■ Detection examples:
+++++

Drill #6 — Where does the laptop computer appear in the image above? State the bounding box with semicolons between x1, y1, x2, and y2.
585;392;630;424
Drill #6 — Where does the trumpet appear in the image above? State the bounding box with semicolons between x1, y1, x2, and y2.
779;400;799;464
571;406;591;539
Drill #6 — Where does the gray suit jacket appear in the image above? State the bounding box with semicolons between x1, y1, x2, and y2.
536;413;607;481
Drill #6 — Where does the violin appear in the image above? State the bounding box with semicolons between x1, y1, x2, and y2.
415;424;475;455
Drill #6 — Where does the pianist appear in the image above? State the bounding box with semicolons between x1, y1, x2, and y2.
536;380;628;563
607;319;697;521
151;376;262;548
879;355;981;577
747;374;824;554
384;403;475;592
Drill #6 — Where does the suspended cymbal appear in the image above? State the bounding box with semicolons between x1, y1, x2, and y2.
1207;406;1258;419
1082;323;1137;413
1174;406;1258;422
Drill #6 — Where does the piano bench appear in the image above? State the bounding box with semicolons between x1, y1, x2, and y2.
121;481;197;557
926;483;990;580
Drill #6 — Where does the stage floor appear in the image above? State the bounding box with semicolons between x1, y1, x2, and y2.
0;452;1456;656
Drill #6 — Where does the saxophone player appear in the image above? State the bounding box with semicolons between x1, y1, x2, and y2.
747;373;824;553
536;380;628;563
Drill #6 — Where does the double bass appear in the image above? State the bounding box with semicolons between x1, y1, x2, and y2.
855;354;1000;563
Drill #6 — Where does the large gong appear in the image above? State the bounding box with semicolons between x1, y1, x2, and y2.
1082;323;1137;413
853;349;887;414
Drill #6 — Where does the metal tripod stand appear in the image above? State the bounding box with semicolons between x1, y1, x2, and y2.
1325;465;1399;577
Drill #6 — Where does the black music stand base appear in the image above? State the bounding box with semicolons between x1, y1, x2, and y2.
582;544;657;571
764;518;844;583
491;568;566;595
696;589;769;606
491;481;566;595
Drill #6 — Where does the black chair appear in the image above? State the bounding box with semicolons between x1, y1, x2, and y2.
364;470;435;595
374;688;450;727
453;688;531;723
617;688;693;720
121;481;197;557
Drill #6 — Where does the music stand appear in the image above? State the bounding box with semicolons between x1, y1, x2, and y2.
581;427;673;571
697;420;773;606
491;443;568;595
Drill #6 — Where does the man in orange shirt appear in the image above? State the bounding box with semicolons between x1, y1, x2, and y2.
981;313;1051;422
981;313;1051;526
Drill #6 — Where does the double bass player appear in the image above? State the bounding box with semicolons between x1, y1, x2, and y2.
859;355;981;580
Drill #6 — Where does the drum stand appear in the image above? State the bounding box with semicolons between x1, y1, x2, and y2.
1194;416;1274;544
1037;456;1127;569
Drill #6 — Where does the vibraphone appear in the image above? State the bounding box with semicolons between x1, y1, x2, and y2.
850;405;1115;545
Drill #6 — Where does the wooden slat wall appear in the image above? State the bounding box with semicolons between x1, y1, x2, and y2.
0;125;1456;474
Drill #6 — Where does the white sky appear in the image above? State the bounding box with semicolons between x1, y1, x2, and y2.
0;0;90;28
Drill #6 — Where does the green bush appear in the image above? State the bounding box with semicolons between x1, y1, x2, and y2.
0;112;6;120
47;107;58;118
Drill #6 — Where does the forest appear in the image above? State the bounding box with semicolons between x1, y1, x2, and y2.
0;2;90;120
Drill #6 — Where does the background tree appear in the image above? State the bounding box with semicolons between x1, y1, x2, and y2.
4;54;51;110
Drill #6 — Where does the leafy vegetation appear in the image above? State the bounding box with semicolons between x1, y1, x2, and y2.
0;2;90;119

+++++

■ Problem: Which lines in the records above contain the word "music"? Show each of them in full, treating uppercase and lowercase as different.

■ Worked solution:
Drill #6 — Where does the black music stand base appear in the image above? State the bounding box with semicolons between x1, y1, x2, and y2.
Drill #6 — Where does the music stand appear in the image above? State the bounding box with semicolons between x1, y1, x2, and y2.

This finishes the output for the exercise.